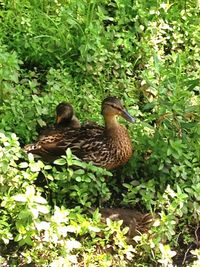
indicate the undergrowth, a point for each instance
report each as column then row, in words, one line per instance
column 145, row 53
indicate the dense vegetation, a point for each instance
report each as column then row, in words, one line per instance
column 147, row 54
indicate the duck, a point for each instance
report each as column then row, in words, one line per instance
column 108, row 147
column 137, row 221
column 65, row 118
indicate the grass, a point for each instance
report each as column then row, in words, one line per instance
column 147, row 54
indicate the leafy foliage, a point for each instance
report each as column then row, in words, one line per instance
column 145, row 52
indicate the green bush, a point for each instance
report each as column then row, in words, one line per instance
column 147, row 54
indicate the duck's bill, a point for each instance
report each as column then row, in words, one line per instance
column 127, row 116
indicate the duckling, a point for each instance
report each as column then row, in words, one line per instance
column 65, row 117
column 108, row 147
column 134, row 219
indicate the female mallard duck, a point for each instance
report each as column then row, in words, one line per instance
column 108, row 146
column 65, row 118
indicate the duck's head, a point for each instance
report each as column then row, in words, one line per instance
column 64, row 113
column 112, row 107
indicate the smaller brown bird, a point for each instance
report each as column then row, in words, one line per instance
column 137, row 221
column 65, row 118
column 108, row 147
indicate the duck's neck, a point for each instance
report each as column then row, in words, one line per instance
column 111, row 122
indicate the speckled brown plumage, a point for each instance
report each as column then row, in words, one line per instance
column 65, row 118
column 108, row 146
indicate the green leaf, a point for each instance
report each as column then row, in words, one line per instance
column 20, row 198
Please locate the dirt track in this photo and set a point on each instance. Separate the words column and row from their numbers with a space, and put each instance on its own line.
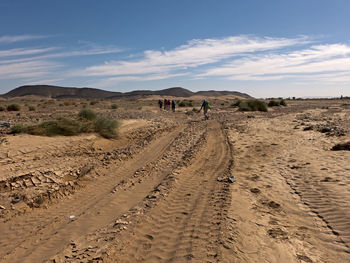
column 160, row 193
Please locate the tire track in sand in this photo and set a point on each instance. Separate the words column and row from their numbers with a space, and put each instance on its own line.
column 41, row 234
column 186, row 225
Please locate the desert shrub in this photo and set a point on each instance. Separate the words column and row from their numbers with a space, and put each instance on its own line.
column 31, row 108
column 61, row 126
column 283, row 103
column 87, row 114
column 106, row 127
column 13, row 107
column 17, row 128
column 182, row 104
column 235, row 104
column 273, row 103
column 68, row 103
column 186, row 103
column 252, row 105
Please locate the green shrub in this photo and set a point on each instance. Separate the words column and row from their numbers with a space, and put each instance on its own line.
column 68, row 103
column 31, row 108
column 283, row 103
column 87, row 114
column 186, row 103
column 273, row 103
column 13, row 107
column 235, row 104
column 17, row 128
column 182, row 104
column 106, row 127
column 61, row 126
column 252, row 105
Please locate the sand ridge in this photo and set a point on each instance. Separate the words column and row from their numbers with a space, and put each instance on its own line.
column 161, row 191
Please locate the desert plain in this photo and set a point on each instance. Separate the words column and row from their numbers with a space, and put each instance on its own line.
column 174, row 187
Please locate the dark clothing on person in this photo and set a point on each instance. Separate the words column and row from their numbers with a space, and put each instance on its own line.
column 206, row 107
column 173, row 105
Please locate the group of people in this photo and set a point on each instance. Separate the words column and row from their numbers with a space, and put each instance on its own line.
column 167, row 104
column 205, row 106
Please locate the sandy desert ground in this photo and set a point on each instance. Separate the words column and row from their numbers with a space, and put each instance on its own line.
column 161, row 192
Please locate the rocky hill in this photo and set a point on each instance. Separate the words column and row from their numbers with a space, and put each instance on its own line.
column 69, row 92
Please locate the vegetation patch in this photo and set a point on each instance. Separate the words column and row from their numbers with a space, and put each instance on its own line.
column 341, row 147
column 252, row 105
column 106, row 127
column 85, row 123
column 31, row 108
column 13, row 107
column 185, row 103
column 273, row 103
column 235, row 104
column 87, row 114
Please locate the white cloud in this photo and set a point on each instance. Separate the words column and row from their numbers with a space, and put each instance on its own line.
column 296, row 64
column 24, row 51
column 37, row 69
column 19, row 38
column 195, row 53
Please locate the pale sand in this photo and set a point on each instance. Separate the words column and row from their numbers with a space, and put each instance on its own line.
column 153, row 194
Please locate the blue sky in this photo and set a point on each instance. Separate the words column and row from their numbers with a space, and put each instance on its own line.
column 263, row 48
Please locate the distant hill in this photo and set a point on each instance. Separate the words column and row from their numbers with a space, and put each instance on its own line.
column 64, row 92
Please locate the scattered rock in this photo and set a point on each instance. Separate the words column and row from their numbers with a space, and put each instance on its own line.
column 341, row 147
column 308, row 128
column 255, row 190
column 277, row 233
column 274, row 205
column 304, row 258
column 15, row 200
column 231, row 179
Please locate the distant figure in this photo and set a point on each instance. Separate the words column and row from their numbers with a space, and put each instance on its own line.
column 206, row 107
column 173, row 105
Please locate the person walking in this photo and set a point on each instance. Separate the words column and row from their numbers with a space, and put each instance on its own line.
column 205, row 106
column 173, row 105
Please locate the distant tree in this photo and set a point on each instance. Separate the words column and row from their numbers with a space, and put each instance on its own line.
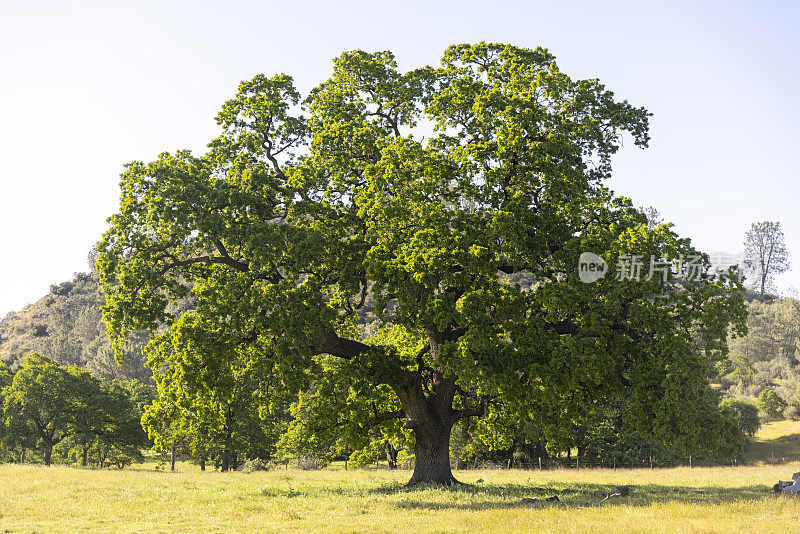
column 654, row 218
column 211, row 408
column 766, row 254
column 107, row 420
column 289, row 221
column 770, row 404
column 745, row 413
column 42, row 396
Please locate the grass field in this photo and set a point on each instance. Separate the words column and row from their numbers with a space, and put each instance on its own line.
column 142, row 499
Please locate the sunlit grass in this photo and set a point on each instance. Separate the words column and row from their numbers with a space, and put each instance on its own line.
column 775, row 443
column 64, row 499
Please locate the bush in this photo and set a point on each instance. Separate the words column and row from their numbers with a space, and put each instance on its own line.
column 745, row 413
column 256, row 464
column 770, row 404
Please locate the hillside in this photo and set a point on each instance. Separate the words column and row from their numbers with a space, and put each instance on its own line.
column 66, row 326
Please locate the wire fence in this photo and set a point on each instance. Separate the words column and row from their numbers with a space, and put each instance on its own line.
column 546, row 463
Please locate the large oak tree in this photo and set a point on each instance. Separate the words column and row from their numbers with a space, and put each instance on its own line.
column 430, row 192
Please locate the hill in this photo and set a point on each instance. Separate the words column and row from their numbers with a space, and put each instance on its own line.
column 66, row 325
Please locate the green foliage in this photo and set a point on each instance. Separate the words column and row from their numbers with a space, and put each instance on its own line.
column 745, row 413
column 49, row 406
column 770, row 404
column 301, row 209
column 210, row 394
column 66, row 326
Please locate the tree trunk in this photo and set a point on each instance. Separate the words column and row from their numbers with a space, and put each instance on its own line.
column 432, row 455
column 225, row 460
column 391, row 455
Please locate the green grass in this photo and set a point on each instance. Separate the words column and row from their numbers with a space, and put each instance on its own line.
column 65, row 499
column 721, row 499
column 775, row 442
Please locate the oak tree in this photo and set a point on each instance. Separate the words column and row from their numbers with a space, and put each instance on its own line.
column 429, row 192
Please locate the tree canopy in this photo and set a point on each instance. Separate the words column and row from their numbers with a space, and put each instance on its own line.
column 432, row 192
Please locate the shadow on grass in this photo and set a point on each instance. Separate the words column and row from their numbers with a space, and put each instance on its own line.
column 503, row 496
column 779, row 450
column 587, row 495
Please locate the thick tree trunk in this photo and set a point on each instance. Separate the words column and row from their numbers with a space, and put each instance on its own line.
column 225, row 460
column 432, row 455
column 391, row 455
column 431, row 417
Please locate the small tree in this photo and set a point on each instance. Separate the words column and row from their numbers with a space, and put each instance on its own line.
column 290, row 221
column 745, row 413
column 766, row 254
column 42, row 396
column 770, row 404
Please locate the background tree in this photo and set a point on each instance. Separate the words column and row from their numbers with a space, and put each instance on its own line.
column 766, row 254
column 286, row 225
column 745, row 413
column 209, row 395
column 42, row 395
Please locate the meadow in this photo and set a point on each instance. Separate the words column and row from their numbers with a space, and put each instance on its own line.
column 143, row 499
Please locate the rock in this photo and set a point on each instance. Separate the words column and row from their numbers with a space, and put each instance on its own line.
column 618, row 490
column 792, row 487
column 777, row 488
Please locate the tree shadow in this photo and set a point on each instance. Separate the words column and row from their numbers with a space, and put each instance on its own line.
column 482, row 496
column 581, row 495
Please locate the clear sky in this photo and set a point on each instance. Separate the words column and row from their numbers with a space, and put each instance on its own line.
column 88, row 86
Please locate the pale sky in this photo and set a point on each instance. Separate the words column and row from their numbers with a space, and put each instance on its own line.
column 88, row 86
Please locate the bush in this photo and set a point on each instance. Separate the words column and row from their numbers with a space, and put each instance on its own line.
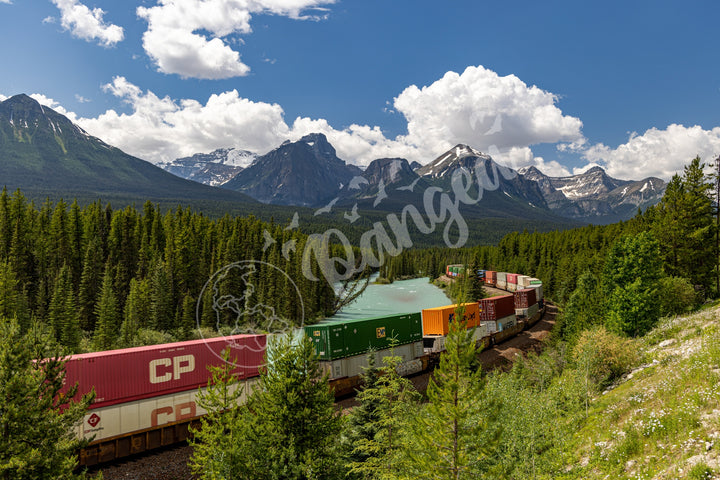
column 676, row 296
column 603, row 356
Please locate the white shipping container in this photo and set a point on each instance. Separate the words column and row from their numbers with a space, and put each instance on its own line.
■ ■ ■ ■ ■ ■ ■
Render the material, starting at its beginning and ending at the line containing "column 127, row 116", as a Markdown table with a "No." column for the row number and a "Line" column for the line, omitting blank lines and the pictures.

| No. | Line |
|---|---|
| 1 | indicate the undergrowth, a point for each instance |
| 2 | report each as column then row, in words, one line per instance |
| 3 | column 145, row 53 |
| 4 | indicate the dense vegetation, a point for each instance |
| 5 | report each as column then row, in words, one line per instance |
| 6 | column 147, row 54 |
| 7 | indicate the duck, a point for each instance |
| 8 | report each as column then row, in words, one line per instance |
| 9 | column 108, row 147 |
| 10 | column 137, row 221 |
| 11 | column 65, row 118 |
| 12 | indicate the grass, a point for each instance |
| 13 | report each as column then row, in words, one line per instance |
| 14 | column 147, row 54 |
| 15 | indicate the leafy foliage, a point for each instance |
| 16 | report each as column then row, in words, one line per instance |
| 17 | column 145, row 52 |
| 18 | indicate the green bush, a point for each instance |
| 19 | report each as column then row, in words, one line per instance |
| 20 | column 147, row 54 |
| 21 | indicate the duck's bill, a point for each instance |
| 22 | report each as column then row, in words, one line per instance |
| 23 | column 127, row 116 |